**INPUT DATA**
>> begin

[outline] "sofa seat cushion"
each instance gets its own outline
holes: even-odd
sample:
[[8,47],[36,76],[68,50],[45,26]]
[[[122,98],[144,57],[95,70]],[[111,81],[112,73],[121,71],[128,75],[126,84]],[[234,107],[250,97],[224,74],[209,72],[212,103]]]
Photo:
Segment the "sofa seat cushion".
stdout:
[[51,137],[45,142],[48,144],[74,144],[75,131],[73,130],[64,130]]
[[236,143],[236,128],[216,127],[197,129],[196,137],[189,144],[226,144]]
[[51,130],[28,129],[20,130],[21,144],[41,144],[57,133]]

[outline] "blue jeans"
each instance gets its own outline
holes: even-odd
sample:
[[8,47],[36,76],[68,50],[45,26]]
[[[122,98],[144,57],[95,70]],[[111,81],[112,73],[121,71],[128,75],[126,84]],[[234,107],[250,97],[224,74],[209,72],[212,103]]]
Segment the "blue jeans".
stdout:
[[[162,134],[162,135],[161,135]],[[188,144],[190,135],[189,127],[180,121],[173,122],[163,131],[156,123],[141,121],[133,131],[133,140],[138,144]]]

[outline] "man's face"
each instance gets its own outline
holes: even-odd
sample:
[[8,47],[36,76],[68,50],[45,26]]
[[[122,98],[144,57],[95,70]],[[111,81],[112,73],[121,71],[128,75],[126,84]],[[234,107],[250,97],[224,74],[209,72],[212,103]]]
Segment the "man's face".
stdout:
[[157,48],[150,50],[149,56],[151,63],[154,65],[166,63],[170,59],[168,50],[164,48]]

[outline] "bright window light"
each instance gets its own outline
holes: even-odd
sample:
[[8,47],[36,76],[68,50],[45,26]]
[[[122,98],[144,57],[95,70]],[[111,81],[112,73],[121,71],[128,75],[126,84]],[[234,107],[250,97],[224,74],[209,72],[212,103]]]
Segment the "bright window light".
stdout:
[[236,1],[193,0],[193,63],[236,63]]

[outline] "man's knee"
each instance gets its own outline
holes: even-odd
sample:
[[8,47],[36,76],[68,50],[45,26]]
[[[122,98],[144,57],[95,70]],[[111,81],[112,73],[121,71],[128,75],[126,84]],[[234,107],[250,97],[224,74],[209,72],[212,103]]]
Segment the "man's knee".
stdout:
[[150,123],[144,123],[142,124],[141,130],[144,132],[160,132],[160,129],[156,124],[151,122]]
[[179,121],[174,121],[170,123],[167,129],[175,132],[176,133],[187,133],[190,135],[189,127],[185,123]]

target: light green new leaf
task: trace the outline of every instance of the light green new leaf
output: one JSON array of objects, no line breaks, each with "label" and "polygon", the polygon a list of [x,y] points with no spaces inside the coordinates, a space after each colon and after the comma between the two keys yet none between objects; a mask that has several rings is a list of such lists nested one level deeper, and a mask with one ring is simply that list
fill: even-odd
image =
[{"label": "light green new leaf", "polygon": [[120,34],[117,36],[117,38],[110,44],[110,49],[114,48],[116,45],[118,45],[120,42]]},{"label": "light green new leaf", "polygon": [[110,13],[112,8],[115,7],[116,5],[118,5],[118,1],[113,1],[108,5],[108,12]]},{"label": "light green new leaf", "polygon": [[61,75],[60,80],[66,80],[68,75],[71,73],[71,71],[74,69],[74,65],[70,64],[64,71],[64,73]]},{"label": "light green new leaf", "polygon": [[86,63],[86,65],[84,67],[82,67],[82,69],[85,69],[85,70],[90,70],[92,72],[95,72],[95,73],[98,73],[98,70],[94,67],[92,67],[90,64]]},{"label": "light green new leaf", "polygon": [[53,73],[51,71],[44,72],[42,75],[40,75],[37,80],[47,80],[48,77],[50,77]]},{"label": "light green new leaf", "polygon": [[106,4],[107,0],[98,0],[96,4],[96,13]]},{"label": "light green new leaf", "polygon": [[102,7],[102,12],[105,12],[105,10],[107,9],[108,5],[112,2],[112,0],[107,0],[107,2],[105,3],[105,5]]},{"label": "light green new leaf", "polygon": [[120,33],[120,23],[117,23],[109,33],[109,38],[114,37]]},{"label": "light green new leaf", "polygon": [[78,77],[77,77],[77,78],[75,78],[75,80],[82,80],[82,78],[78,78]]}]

>> end

**REQUEST**
List every line of the records above that contains the string "Segment", treating uppercase and lowercase letters as different.

**OUTPUT BELOW**
Segment the "sofa seat cushion".
Segment the "blue jeans".
Segment the "man's face".
Segment the "bright window light".
Segment the "man's knee".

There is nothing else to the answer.